(STATED PROBLEM):
Edit the items below by replacing "Query for this example" with "Search phrase" everywhere it occurs. Leave every other line unchanged.

(Items from a data collection)
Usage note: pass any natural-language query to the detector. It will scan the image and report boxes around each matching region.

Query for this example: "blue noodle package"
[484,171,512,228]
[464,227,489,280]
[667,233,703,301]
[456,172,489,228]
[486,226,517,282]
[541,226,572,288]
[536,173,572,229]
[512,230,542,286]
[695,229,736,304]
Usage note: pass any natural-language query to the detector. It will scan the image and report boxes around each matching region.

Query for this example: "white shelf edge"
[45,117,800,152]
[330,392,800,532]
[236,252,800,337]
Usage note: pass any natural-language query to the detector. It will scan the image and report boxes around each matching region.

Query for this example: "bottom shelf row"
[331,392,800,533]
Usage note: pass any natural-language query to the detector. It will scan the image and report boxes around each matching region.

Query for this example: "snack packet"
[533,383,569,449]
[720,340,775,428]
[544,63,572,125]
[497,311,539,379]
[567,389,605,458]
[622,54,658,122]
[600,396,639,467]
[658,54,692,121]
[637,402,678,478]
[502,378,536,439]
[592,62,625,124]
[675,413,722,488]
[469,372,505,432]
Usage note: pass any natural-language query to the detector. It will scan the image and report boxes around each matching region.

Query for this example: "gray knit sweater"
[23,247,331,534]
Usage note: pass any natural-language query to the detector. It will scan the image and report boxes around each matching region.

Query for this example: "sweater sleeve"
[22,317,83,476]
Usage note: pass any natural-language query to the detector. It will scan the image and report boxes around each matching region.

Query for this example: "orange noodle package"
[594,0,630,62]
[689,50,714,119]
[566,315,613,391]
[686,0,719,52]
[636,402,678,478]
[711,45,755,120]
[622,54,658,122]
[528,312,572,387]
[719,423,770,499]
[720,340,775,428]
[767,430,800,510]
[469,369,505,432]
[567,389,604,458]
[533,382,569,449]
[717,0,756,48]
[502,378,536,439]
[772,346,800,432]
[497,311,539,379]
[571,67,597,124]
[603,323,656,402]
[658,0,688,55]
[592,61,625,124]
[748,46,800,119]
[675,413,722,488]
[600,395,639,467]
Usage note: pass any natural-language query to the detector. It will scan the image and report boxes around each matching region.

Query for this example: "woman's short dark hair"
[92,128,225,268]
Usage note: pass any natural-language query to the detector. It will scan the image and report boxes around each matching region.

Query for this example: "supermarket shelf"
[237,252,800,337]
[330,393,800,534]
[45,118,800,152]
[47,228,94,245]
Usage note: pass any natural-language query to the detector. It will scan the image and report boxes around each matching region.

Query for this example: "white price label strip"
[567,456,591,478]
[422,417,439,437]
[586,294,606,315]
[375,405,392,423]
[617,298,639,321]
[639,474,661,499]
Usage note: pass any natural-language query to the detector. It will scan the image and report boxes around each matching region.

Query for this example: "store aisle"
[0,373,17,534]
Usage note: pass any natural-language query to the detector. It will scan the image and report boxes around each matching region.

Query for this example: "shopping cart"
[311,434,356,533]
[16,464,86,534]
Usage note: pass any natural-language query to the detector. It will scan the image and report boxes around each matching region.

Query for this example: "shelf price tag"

(OUTPUT OF THE TASK):
Usage note: pass any natural-language query to the detector. It will scan the image and report boxes around each matching region.

Search phrase: "blue noodle package"
[484,171,512,228]
[464,227,489,280]
[667,233,703,301]
[456,172,489,228]
[486,226,517,282]
[541,226,572,288]
[536,173,572,229]
[512,230,542,286]
[695,229,736,304]
Usage note: pass any natural-language query to the detector. It will scan the image and report boxes around each matching region.

Search phrase: "white shelf edge"
[45,117,800,152]
[330,392,800,532]
[236,252,800,337]
Usage note: pass any natural-language query to the detector. It will scan the image and report boxes around each matching region.

Search phrase: "bottom shelf row"
[331,392,800,533]
Usage note: pass any natural-language query to the detector. It will scan the image and report boxes around each matching region.

Search phrase: "snack packet"
[533,383,569,449]
[720,340,775,428]
[544,63,572,125]
[497,311,539,379]
[567,389,605,458]
[622,54,658,122]
[600,396,639,467]
[658,54,692,121]
[637,402,678,478]
[502,378,536,439]
[592,62,625,124]
[675,413,722,488]
[469,372,505,432]
Usage note: pass any natural-language query to the detector. It will scan the image and report boxes around each matching region.

Search phrase: "gray knit sweater"
[23,247,331,534]
Usage note: pass any natural-language query to the detector. It will scan the image and report boxes around each matching region.

Search phrase: "sweater sleeve"
[22,317,83,476]
Usage note: pass any natural-language query to the detector. It will scan the image and report boxes around each matching region.

Search phrase: "orange noodle package"
[594,0,630,62]
[689,50,714,119]
[566,315,613,391]
[686,0,719,52]
[636,402,678,478]
[711,45,755,120]
[622,54,658,122]
[528,312,572,387]
[719,423,770,499]
[720,340,775,428]
[767,430,800,510]
[469,369,505,432]
[567,389,604,458]
[533,382,569,449]
[717,0,756,48]
[502,378,536,439]
[772,346,800,432]
[497,311,539,379]
[571,67,597,124]
[603,323,656,402]
[658,0,688,55]
[592,61,625,124]
[748,46,800,119]
[675,413,722,488]
[600,395,639,467]
Usage note: pass any natural-language query to the detector. It will scan the image and report boxes around each matching region.

Search phrase: "woman's short dark hair"
[92,128,225,268]
Usage note: pass any natural-language query to the detector. It will scan the image and report boxes around each matching region.

Search phrase: "supermarket shelf"
[237,252,800,337]
[330,393,800,534]
[45,118,800,152]
[47,228,94,245]
Usage note: pass any natural-language query to the detector. It will scan the image and report boxes around each matching region.

Search phrase: "white price label strip"
[567,456,591,478]
[422,417,439,437]
[586,294,606,315]
[375,405,392,423]
[617,298,639,321]
[639,474,661,499]
Usage note: pass any natural-language query to the detector. It will scan the image and report boxes around each matching region.

Search phrase: "store aisle"
[0,373,17,534]
Usage note: pass any natural-language query to the detector. It will scan the image and report boxes around each matching region.

Search phrase: "shopping cart"
[311,434,356,533]
[16,464,86,534]
Usage note: pass any natural-language query to the detector. It will scan the image and report boxes around each matching region.

Search phrase: "shelf price tag"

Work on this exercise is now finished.